EXERCISE MATERIALS
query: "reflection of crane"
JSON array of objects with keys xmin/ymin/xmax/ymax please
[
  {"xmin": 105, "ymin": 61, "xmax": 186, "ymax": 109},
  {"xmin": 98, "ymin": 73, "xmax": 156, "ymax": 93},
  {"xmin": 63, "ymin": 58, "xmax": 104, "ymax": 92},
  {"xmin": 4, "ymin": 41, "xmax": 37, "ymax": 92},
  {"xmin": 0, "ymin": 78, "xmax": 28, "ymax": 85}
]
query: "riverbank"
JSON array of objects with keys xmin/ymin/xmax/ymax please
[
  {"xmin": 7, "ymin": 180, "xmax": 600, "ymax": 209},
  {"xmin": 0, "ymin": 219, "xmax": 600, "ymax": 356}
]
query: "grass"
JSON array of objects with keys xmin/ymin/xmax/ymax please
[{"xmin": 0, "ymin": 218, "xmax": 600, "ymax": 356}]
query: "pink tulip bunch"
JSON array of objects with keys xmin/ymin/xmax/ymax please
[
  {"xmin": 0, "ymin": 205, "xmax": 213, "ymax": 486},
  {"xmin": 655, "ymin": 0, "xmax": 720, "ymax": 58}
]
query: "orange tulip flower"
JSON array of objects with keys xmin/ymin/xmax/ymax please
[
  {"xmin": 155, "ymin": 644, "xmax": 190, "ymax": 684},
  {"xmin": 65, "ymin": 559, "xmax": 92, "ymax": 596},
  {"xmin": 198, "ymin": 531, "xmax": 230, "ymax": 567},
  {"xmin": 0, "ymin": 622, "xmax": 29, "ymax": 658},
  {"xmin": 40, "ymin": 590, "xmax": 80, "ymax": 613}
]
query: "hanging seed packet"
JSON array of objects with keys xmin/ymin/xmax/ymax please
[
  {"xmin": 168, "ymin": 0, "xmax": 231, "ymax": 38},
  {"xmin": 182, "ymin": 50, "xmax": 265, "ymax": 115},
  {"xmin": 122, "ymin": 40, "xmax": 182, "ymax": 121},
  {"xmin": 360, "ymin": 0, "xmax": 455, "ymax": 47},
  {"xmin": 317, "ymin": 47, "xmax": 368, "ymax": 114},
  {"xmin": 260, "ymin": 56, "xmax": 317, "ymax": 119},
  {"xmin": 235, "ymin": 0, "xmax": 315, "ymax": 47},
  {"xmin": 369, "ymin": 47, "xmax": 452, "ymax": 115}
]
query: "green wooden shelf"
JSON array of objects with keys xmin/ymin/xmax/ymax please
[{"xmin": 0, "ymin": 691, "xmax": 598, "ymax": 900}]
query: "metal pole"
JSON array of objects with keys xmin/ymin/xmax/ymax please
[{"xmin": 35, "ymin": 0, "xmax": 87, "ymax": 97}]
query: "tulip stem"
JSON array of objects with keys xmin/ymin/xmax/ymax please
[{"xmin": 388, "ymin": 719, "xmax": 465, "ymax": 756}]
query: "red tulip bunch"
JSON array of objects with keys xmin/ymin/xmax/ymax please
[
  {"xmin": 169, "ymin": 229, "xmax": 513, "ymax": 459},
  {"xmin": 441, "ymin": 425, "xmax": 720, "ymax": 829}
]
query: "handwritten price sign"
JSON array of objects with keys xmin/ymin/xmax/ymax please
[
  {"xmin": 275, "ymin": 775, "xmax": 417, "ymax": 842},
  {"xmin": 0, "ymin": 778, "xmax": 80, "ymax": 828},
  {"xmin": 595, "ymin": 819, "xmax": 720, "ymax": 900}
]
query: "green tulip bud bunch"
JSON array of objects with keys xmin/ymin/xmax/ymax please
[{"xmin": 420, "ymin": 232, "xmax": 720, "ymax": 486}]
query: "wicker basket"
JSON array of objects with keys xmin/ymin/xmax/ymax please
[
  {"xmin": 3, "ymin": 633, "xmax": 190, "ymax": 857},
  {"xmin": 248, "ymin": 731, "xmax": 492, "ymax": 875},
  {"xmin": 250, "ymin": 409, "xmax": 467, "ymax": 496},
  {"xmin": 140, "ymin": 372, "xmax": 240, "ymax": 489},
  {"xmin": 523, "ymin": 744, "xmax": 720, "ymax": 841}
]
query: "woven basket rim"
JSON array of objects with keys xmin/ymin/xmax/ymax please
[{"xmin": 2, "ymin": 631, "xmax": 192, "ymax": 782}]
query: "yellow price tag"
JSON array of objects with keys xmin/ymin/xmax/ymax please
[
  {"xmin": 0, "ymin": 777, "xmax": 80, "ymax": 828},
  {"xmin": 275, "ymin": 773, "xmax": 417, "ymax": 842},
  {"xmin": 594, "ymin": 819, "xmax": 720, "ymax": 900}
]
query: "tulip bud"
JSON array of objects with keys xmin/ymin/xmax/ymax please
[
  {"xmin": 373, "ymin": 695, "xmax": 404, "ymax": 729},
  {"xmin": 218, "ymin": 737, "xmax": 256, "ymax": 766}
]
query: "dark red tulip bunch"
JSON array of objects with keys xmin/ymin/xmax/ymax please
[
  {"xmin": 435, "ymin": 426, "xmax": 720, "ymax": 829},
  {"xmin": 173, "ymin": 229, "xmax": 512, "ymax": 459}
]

AIM OF THE TASK
Return each line from the records above that contains the word "tulip". Case counts.

ANSWER BELOW
query: "pink tulip bunch"
query: "orange tulip flower"
query: "tulip stem"
query: "red tulip bunch"
query: "green tulip bud bunch"
query: "tulip bud"
query: "dark red tulip bunch"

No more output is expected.